> **Source document**
◇ ◇ ◇

About the Job
Key Responsibilities:
Pipeline Engineering: Build end-to-end data pipelines including data collection, transformation, quality, and integration.
Solution Design: Collaborate with business teams to identify data requirements and assemble large, complex datasets.
Optimization: Design, implement, and fine-tune analytics solutions to meet technical performance metrics.
Integrity & Security: Work with the Data Architect to maintain data model integrity and data governance.
Operations: Partner with DevOps engineers to support consistent pipeline deployments and stable operations.
AI & API Collaboration: Develop robust APIs and data tools to assist data scientists and machine learning engineers.
Skills & Experiences Required
Education & Experience
Degree: Bachelor’s or Master’s degree in Computer Science, IT, or a related field.
Experience: Minimum of 5 years in SQL, data engineering, and Business Intelligence (BI) solutions.
Technical Stack (Mandatory)
Databricks: Hands-on experience delivering data projects using Databricks (Spark, notebooks, pipelines) is mandatory.
Cloud Platform: Proven experience designing and building solutions on the Azure cloud platform.
Languages & Databases
Languages: High proficiency in Python, Spark, Scala, and advanced SQL scripting.
Databases: Experience with relational databases (e.g., PostgreSQL) and NoSQL platforms (e.g., HBase, MongoDB, Cassandra).
Architecture: Strong knowledge of Data Lakes, Data Factory, Data Warehousing, and BI Dashboards.
Modern AI Tools & Concepts
AI Productivity: Experience using coding assistants (e.g., GitHub Copilot) to uplift development speed.
GenAI Awareness: Familiarity with GenAI concepts (RAG, LangChain, LlamaIndex, vector databases) to collaborate effectively on AI use cases.

◇ ◇ ◇

> **Data for analysis**
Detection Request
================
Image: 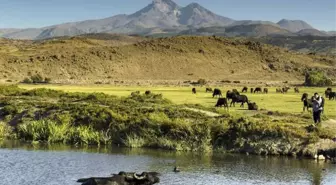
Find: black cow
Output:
[230,93,248,107]
[282,87,290,93]
[301,93,313,111]
[232,89,240,95]
[329,92,336,100]
[77,172,160,185]
[131,91,140,96]
[247,102,258,110]
[324,87,332,98]
[254,87,262,93]
[264,88,268,94]
[276,88,283,93]
[215,98,229,109]
[145,90,152,95]
[226,90,239,100]
[205,87,212,92]
[212,89,222,98]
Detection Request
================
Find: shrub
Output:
[304,71,332,86]
[30,74,44,83]
[22,77,33,84]
[197,78,207,85]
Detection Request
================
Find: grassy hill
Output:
[0,35,336,83]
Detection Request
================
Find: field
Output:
[20,85,336,119]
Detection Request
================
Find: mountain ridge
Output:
[0,0,334,39]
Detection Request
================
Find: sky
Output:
[0,0,336,31]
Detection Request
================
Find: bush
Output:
[197,78,207,85]
[22,77,33,84]
[304,71,332,86]
[30,74,44,83]
[22,74,51,84]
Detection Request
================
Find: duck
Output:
[174,166,181,173]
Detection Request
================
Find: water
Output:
[0,142,336,185]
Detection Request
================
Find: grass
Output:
[20,85,336,119]
[0,85,336,155]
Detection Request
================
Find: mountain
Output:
[2,0,234,39]
[327,31,336,36]
[297,29,329,37]
[277,19,314,33]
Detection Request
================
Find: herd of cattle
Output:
[192,86,336,111]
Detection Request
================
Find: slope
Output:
[0,36,336,83]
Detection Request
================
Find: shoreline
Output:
[0,86,336,158]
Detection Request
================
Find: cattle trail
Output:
[184,107,220,117]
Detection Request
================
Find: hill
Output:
[0,36,336,83]
[253,35,336,55]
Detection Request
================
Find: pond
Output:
[0,141,336,185]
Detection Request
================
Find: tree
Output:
[304,70,332,86]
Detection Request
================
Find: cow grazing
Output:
[205,87,212,93]
[282,87,290,93]
[247,102,258,110]
[294,87,300,93]
[324,87,332,98]
[215,98,229,109]
[145,90,151,95]
[230,93,248,107]
[254,87,262,93]
[264,88,268,94]
[131,91,140,96]
[301,93,313,111]
[226,90,239,100]
[276,88,283,93]
[212,89,222,98]
[329,92,336,100]
[232,89,240,95]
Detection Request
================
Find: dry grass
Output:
[0,36,336,83]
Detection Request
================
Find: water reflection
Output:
[0,141,336,185]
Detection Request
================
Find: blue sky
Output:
[0,0,336,30]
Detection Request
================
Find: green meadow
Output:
[19,85,336,118]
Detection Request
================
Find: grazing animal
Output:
[329,92,336,100]
[276,88,283,93]
[242,87,248,93]
[205,87,212,92]
[215,98,229,109]
[131,91,140,96]
[212,89,222,98]
[294,87,300,93]
[282,87,290,93]
[230,93,248,107]
[226,90,239,100]
[254,87,262,93]
[324,87,332,98]
[232,89,240,95]
[77,172,160,185]
[247,102,258,110]
[145,90,151,95]
[264,88,268,94]
[301,93,313,111]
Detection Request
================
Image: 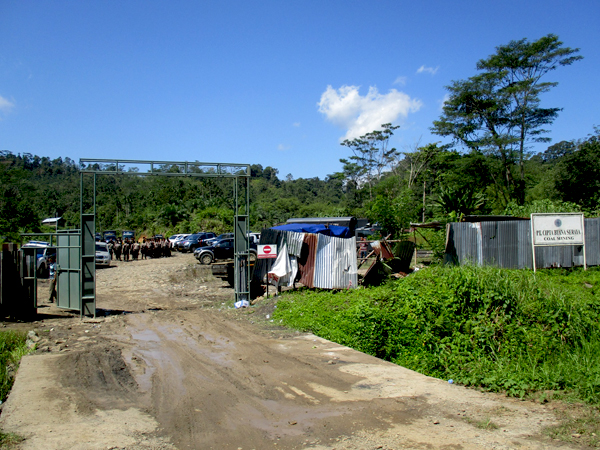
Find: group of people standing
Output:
[107,238,171,261]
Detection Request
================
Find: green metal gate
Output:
[56,230,81,311]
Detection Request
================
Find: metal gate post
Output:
[80,214,96,317]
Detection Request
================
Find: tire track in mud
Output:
[0,255,580,450]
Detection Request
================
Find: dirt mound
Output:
[56,346,139,414]
[0,255,580,450]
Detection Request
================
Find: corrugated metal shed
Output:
[298,233,318,288]
[314,234,358,289]
[446,218,600,269]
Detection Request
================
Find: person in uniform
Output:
[48,255,58,303]
[131,241,140,261]
[106,239,115,261]
[113,239,122,261]
[123,239,131,261]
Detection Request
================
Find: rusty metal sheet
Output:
[298,233,318,288]
[314,234,357,289]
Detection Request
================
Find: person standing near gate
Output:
[131,241,140,261]
[106,239,115,261]
[48,255,57,303]
[113,240,121,261]
[123,239,131,261]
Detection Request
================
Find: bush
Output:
[275,266,600,403]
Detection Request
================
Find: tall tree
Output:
[340,123,400,199]
[432,34,582,203]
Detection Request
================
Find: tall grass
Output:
[0,331,29,402]
[274,266,600,404]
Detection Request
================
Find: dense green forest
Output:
[0,35,600,240]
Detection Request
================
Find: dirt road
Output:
[0,254,580,450]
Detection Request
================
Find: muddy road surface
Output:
[0,254,580,450]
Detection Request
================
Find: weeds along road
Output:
[0,254,580,450]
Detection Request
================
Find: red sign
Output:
[257,244,277,259]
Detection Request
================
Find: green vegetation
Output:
[274,266,600,404]
[0,331,29,448]
[0,331,29,402]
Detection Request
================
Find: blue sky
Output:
[0,0,600,178]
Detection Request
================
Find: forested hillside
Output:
[0,125,600,240]
[0,34,600,240]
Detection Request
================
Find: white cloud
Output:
[317,86,423,139]
[0,95,15,113]
[440,94,450,111]
[394,77,408,86]
[417,66,440,75]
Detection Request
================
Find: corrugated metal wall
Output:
[446,218,600,269]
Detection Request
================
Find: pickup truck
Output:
[194,238,256,264]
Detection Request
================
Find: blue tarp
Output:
[271,223,352,238]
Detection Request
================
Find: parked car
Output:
[194,238,256,264]
[23,241,56,278]
[206,233,233,245]
[176,232,216,253]
[96,242,110,267]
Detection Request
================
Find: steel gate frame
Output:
[79,158,251,317]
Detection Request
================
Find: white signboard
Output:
[531,213,587,272]
[531,214,584,245]
[256,244,277,259]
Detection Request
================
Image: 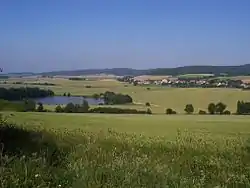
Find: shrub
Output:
[103,91,133,105]
[23,100,36,112]
[89,107,147,114]
[184,104,194,114]
[146,108,152,114]
[78,100,89,113]
[92,93,100,100]
[236,101,250,115]
[166,108,173,114]
[215,102,227,114]
[199,110,207,115]
[55,105,64,113]
[223,110,231,115]
[208,103,216,114]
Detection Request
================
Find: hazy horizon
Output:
[0,0,250,72]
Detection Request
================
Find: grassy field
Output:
[6,112,250,138]
[2,78,250,114]
[0,113,250,188]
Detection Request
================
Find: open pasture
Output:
[5,112,250,139]
[1,78,250,114]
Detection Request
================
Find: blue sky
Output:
[0,0,250,72]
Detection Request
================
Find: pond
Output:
[35,96,104,105]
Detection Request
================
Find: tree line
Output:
[55,100,152,114]
[0,87,54,101]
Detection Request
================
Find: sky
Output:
[0,0,250,72]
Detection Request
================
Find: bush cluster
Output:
[236,101,250,115]
[89,107,147,114]
[101,91,133,105]
[55,100,89,113]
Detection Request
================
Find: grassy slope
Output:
[4,113,250,138]
[0,113,250,188]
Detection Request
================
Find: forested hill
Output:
[8,64,250,76]
[41,68,149,76]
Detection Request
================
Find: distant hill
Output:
[40,68,148,76]
[6,64,250,76]
[148,64,250,76]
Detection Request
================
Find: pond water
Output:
[35,96,104,105]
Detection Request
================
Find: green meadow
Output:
[2,78,250,114]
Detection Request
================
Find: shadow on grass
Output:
[0,120,68,166]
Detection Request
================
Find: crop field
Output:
[6,112,250,139]
[2,78,250,114]
[0,112,250,188]
[0,78,250,188]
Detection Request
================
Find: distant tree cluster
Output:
[89,107,148,114]
[166,102,231,115]
[0,87,54,101]
[102,91,133,105]
[0,100,36,112]
[55,100,89,113]
[166,108,177,115]
[69,77,86,81]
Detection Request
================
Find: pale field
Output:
[5,112,250,139]
[2,78,250,114]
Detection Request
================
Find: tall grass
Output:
[0,116,250,188]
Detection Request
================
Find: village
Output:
[118,76,250,89]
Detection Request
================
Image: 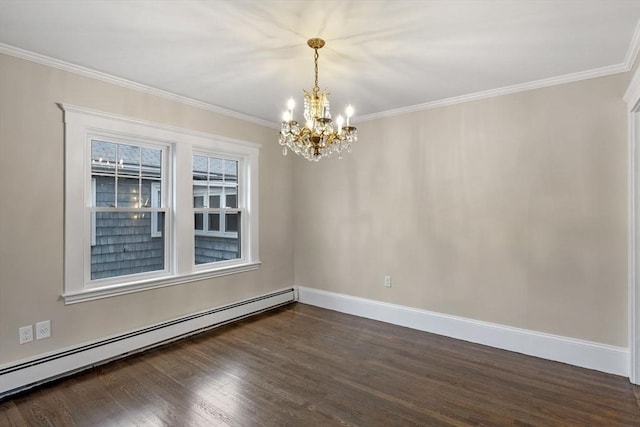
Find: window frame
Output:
[58,104,260,304]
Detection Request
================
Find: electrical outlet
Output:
[36,320,51,340]
[18,325,33,344]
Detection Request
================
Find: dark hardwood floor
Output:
[0,304,640,426]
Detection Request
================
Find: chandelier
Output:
[280,38,358,162]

◇ ◇ ◇

> **Assigned task 1**
According to the job posting, why should the candidate be familiar with GenAI concepts such as RAG, LangChain, LlamaIndex, and vector databases? Answer in one to three sentences.
> **Assigned task 2**
For each statement below, say whether the job posting supports it. Answer yes or no, and quote the words from the posting that settle the question.
(a) The role requires at least five years of experience in SQL, data engineering, and Business Intelligence solutions.
(b) The candidate must have proven experience building solutions on the AWS cloud platform.
(c) The candidate works with the Data Architect to support consistent pipeline deployments.
> **Assigned task 3**
Transcribe the job posting word for word between "Integrity & Security: Work" and "Azure cloud platform.", inclusive.

> **Exercise response 1**
The candidate should be familiar with these GenAI concepts in order to collaborate effectively on AI use cases.

> **Exercise response 2**
(a) Yes: "Minimum of 5 years in SQL, data engineering, and Business Intelligence (BI) solutions."
(b) No: "Proven experience designing and building solutions on the Azure cloud platform."
(c) No: "Partner with DevOps engineers to support consistent pipeline deployments and stable operations."

> **Exercise response 3**
Integrity & Security: Work with the Data Architect to maintain data model integrity and data governance.
Operations: Partner with DevOps engineers to support consistent pipeline deployments and stable operations.
AI & API Collaboration: Develop robust APIs and data tools to assist data scientists and machine learning engineers.
Skills & Experiences Required
Education & Experience
Degree: Bachelor’s or Master’s degree in Computer Science, IT, or a related field.
Experience: Minimum of 5 years in SQL, data engineering, and Business Intelligence (BI) solutions.
Technical Stack (Mandatory)
Databricks: Hands-on experience delivering data projects using Databricks (Spark, notebooks, pipelines) is mandatory.
Cloud Platform: Proven experience designing and building solutions on the Azure cloud platform.